--- MATERIAL SUPPLIED ---

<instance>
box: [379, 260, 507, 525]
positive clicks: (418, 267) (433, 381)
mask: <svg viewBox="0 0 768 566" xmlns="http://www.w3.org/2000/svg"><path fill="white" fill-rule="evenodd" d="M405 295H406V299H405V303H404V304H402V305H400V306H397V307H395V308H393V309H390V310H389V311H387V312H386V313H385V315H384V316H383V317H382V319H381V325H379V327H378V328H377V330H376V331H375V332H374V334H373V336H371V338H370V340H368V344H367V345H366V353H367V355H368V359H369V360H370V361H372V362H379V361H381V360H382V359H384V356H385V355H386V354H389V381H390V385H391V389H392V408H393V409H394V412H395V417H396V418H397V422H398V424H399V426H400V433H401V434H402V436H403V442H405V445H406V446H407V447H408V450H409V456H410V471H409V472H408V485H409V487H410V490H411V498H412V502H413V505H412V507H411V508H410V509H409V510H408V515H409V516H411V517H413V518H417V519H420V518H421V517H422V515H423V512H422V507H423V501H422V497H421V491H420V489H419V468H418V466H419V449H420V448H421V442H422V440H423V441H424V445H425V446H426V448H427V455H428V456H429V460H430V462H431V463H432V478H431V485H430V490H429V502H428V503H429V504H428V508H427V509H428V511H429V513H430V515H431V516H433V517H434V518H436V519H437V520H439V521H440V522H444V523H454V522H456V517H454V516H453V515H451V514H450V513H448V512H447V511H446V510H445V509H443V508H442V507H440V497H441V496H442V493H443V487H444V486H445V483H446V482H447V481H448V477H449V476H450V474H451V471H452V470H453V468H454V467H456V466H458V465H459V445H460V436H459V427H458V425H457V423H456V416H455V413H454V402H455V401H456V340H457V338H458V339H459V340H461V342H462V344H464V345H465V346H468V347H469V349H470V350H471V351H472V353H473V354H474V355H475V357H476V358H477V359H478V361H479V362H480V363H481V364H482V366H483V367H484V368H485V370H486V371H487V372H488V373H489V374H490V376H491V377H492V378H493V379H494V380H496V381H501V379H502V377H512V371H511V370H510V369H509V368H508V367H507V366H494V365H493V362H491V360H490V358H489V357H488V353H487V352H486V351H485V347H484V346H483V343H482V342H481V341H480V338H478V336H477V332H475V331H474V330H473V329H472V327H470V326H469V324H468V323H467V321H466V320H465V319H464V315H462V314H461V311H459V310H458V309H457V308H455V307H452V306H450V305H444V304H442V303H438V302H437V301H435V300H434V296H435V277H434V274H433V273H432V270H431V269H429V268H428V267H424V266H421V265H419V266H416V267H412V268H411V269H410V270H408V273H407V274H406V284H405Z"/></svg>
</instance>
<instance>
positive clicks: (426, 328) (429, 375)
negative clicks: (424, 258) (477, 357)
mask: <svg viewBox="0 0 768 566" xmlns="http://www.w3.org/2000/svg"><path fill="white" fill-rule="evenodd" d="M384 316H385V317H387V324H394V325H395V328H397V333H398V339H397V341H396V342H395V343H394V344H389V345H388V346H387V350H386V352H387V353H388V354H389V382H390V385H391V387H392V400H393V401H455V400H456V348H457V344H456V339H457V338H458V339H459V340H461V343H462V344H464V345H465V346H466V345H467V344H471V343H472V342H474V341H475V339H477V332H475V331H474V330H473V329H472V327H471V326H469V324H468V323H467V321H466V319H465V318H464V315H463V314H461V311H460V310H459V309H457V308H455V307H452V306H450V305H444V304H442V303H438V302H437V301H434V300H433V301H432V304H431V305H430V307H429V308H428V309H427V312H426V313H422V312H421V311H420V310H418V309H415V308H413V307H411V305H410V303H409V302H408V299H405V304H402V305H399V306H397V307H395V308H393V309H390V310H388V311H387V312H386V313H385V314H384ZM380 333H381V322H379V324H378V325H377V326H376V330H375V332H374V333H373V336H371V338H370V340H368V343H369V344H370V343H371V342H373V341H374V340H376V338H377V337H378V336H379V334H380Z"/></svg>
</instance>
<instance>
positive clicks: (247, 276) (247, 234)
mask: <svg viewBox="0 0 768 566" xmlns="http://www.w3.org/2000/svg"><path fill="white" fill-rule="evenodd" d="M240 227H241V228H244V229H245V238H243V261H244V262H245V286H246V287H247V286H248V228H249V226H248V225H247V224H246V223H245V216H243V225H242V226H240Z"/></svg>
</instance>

---

■ **ASSIGNMENT**: Set out every line of the listing above as a Markdown table with the columns No. and Text, numbering each row and skipping any blank lines.

■ **EXERCISE ANSWER**:
| No. | Text |
|---|---|
| 1 | <instance> |
| 2 | box: [379, 260, 507, 525] |
| 3 | positive clicks: (418, 267) (433, 381) |
| 4 | mask: <svg viewBox="0 0 768 566" xmlns="http://www.w3.org/2000/svg"><path fill="white" fill-rule="evenodd" d="M405 295H406V299H405V303H404V304H402V305H400V306H397V307H395V308H393V309H390V310H389V311H387V312H386V313H385V315H384V316H383V317H382V319H381V325H379V327H378V328H377V330H376V331H375V332H374V334H373V336H371V338H370V340H368V344H367V345H366V353H367V355H368V359H369V360H370V361H372V362H379V361H381V360H382V359H384V356H385V355H386V354H389V381H390V385H391V389H392V408H393V409H394V412H395V417H396V418H397V422H398V424H399V426H400V433H401V434H402V436H403V442H405V445H406V446H407V447H408V450H409V456H410V471H409V472H408V485H409V487H410V490H411V498H412V502H413V505H412V507H411V508H410V509H409V510H408V515H409V516H411V517H413V518H417V519H420V518H421V517H422V515H423V512H422V507H423V501H422V497H421V491H420V489H419V468H418V466H419V449H420V448H421V442H422V440H423V441H424V445H425V446H426V448H427V455H428V456H429V460H430V462H431V463H432V478H431V485H430V490H429V502H428V503H429V504H428V508H427V509H428V511H429V513H430V515H431V516H433V517H434V518H436V519H437V520H439V521H440V522H444V523H454V522H456V517H454V516H453V515H451V514H450V513H448V512H447V511H446V510H445V509H443V508H442V507H440V497H441V496H442V493H443V487H444V486H445V483H446V482H447V481H448V477H449V476H450V474H451V471H452V470H453V468H454V467H456V466H458V465H459V445H460V436H459V427H458V425H457V423H456V416H455V413H454V402H455V401H456V340H457V338H458V339H459V340H461V342H462V344H464V345H465V346H468V347H469V349H470V350H471V351H472V353H473V354H474V355H475V357H476V358H477V359H478V361H479V362H480V363H481V364H482V366H483V367H484V368H485V370H486V371H487V372H488V373H489V374H490V376H491V377H492V378H493V379H494V380H496V381H501V379H502V377H512V371H511V370H510V369H509V368H508V367H507V366H494V365H493V362H491V360H490V358H489V357H488V353H487V352H486V351H485V347H484V346H483V343H482V342H481V341H480V338H478V336H477V332H475V331H474V330H473V329H472V327H470V326H469V324H468V323H467V321H466V320H465V319H464V315H462V314H461V311H459V310H458V309H457V308H455V307H452V306H450V305H444V304H442V303H438V302H437V301H435V300H434V296H435V277H434V274H433V273H432V270H431V269H429V268H428V267H424V266H421V265H419V266H416V267H412V268H411V269H410V270H408V273H407V274H406V284H405Z"/></svg> |
| 5 | </instance> |
| 6 | <instance> |
| 7 | positive clicks: (426, 328) (429, 375) |
| 8 | negative clicks: (424, 258) (477, 357) |
| 9 | mask: <svg viewBox="0 0 768 566" xmlns="http://www.w3.org/2000/svg"><path fill="white" fill-rule="evenodd" d="M384 316H385V317H387V324H394V325H395V328H397V333H398V339H397V341H396V342H395V343H394V344H389V345H388V346H387V350H386V352H387V353H388V354H389V382H390V385H391V387H392V400H393V401H455V400H456V348H457V344H456V339H457V338H458V339H459V340H461V343H462V344H464V345H465V346H466V345H467V344H471V343H472V342H474V341H475V339H477V332H475V331H474V330H473V329H472V327H471V326H469V324H468V323H467V321H466V319H465V318H464V315H463V314H461V311H460V310H459V309H457V308H455V307H452V306H450V305H444V304H442V303H438V302H437V301H434V300H433V301H432V304H431V305H430V307H429V308H428V309H427V312H426V313H422V312H421V311H420V310H418V309H415V308H413V307H411V305H410V303H409V302H408V299H405V304H402V305H399V306H397V307H395V308H393V309H390V310H388V311H387V312H386V313H385V314H384ZM380 333H381V322H379V324H378V325H377V326H376V330H375V332H374V333H373V336H371V338H370V340H368V343H369V344H370V343H371V342H373V341H374V340H376V338H377V337H378V336H379V334H380Z"/></svg> |
| 10 | </instance> |
| 11 | <instance> |
| 12 | positive clicks: (247, 276) (247, 234) |
| 13 | mask: <svg viewBox="0 0 768 566" xmlns="http://www.w3.org/2000/svg"><path fill="white" fill-rule="evenodd" d="M240 227H241V228H244V229H245V238H243V261H244V262H245V286H246V287H247V286H248V228H249V226H248V225H247V224H246V223H245V216H243V225H242V226H240Z"/></svg> |
| 14 | </instance> |